=== Work to be completed ===
In the listing below, how many lines contain "leaf"? Answer with the number alone.

---------- Source material ----------

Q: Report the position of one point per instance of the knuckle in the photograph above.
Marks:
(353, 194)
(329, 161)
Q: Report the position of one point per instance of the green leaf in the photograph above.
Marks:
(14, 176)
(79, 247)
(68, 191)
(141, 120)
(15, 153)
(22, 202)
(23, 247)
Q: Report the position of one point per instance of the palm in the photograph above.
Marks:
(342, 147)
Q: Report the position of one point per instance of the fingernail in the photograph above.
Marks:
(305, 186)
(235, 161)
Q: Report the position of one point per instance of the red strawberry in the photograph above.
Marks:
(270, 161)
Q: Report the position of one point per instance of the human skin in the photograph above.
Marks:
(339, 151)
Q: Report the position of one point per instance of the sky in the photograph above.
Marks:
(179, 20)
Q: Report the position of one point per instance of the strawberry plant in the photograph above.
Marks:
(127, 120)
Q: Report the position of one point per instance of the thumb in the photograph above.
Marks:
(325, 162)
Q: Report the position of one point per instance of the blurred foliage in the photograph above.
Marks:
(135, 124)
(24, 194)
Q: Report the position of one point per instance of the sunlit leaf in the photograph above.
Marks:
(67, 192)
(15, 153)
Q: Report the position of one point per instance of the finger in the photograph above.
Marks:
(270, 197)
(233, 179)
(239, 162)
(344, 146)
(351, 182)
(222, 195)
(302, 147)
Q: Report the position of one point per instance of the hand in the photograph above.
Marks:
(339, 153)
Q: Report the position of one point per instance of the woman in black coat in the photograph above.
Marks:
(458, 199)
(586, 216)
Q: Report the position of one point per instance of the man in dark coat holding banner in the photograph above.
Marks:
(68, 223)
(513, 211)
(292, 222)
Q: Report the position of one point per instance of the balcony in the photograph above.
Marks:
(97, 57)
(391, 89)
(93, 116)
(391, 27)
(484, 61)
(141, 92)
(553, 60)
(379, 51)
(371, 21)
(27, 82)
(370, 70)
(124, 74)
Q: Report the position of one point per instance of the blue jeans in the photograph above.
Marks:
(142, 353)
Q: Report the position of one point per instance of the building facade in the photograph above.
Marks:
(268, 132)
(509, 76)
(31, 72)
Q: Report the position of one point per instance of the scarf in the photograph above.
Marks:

----------

=== Completed exercise ===
2